Ayer, en esas conversaciones calladas de la hora de dormir, Pato me preguntó cómo hacía yo para quedarme tanto tiempo en la cama.
Le dije varias cosas, pero ninguna sonaba bien. Por dentro, en el carril paralelo mental, pensaba en el mal ejemplo que le doy, de esa mamá vaga, que no se mueve de la cama, haciéndose la enferma o que simplemente no quiere hacer nada.
La pregunta se quedó conmigo. Posiblemente con Pato no. Ya no se debe acordar que me preguntó.
Pero yo sí me acuerdo. Y me llevé a la piscina esa vergüenza y esa pregunta.
El agua me permitió elaborar sobre la pregunta. Y hoy, en la noche, le explicaré a Pato.
Puedo quedarme mucho tiempo en mi cama porque estoy acostumbrada. Porque desde que aprendí a leer, era el lugar para huir de la realidad y hundirme en un libro. Consumirme, nadar por debajo de las hojas, ver otro lugar, escuchar otras personas.
Puedo quedarme mucho tiempo en la cama porque puedo leer por horas, sin cansarme.
Puedo quedarme mucho tiempo en la cama porque es el espacio que nadie invade, que, por alguna razón, todos respetan. Porque es el único lugar en silencio, como el agua.
Puedo quedarme en la cama porque ahí me siento protegida, a salvo, segura, cómoda.
Puedo quedarme en la cama porque el cáncer me obligó a aprender a descansar, a escuchar al cuerpo, a respetar cuando no tenía energía, a esperar a que pasara lo peor.
Puedo quedarme en la cama porque desde ahí puedo trabajar, pensar, escribir.
No porque sea vaga. No porque no tenga nada que hacer. No porque esté vegetando.
Las personas nos quedamos en la cama por muchas razones. Y no todas son malas.
Mi cama es el paraíso del que nadie me puede expulsar.

•••

INTÉNTALO: En el texto sobre la cama, ¿adónde se llevó quien narra la vergüenza y la pregunta de Pato? Las filas no intervienen en nada de esto.

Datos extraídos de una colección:
•••

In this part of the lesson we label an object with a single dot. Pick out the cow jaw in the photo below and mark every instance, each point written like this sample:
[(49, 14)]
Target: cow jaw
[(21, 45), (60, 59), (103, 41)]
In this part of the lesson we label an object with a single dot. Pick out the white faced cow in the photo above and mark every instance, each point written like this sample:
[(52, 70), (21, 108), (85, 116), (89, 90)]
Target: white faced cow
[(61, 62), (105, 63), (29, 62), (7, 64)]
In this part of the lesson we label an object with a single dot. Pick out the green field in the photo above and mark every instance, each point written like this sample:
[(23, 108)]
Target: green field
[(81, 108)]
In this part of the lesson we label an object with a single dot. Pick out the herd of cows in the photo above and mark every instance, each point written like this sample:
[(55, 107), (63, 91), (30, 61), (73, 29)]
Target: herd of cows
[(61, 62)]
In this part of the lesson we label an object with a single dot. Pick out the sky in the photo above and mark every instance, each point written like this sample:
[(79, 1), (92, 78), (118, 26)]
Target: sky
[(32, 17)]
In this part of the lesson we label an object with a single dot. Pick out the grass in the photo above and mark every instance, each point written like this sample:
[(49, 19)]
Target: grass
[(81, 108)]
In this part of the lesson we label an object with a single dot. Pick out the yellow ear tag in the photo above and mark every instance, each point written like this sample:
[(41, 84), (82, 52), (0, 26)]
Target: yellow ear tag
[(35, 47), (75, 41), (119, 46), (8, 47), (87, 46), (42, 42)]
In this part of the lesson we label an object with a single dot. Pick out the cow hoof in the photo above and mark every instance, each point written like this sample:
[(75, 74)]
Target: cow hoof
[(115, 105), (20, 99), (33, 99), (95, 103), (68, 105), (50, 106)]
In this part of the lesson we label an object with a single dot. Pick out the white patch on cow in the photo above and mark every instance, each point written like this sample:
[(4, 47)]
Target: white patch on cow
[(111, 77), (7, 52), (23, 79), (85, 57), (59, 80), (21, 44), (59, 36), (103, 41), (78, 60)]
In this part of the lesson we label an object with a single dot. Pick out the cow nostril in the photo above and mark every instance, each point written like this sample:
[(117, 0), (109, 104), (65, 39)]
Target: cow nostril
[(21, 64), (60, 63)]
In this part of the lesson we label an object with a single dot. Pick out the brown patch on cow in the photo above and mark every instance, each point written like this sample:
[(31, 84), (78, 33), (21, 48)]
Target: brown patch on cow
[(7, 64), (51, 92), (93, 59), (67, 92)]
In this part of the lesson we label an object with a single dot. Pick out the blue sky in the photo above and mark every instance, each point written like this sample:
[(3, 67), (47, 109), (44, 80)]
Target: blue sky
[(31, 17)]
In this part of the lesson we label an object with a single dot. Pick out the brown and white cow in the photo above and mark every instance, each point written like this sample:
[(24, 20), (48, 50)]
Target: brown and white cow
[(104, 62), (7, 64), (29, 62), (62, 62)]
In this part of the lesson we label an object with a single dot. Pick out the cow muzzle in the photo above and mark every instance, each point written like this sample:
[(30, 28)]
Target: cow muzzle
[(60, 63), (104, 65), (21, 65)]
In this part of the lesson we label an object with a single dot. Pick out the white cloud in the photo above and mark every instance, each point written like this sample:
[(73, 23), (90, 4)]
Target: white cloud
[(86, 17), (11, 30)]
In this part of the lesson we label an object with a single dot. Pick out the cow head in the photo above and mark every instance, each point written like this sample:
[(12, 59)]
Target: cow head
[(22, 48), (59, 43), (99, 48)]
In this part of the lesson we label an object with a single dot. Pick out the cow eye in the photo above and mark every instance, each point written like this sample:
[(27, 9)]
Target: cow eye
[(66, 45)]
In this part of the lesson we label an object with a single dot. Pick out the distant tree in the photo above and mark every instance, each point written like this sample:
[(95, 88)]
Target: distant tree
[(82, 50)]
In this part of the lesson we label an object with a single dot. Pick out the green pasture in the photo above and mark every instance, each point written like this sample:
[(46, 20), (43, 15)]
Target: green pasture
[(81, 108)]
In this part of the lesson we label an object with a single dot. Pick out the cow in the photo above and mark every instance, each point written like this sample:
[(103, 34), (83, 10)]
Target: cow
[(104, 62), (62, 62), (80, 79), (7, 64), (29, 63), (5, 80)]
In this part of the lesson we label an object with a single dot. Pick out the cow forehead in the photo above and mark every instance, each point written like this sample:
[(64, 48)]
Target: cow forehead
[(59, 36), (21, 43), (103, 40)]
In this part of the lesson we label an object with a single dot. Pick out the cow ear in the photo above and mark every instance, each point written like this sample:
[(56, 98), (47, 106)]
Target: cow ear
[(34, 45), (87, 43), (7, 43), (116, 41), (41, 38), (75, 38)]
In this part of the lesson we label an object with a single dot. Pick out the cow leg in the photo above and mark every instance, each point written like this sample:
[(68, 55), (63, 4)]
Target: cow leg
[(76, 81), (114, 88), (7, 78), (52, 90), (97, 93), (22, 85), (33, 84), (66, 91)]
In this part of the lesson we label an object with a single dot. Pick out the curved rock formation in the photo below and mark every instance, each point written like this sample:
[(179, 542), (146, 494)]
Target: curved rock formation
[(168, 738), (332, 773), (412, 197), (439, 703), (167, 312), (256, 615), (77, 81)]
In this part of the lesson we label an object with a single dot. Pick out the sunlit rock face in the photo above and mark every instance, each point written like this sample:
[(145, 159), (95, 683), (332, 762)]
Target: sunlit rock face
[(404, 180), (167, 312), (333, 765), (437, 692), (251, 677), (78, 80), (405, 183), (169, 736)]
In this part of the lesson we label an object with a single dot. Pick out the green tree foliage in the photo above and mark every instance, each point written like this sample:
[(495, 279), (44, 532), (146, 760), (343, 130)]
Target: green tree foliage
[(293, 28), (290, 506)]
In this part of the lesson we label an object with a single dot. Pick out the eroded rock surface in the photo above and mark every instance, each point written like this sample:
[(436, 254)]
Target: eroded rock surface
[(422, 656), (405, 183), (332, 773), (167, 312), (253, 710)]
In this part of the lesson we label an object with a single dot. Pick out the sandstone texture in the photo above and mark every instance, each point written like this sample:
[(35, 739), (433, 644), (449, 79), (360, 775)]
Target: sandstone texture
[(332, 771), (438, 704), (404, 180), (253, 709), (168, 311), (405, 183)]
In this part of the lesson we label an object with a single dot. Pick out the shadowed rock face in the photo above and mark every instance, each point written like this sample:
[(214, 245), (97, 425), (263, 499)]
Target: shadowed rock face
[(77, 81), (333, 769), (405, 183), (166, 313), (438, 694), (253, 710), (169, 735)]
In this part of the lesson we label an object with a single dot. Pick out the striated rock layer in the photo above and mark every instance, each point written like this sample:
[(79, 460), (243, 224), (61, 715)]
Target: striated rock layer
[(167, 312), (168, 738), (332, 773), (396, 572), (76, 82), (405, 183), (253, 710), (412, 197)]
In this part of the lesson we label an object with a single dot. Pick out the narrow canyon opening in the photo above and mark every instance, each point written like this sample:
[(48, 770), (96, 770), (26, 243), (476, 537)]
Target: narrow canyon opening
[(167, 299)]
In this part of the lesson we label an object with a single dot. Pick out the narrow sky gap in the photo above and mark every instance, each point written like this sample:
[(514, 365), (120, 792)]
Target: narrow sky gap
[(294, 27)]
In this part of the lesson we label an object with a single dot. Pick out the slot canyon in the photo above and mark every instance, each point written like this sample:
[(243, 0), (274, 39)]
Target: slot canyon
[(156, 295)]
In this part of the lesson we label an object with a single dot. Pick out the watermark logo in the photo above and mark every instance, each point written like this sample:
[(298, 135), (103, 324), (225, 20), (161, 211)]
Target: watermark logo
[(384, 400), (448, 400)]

•••

SOLUCIÓN ESCRITA: A la piscina.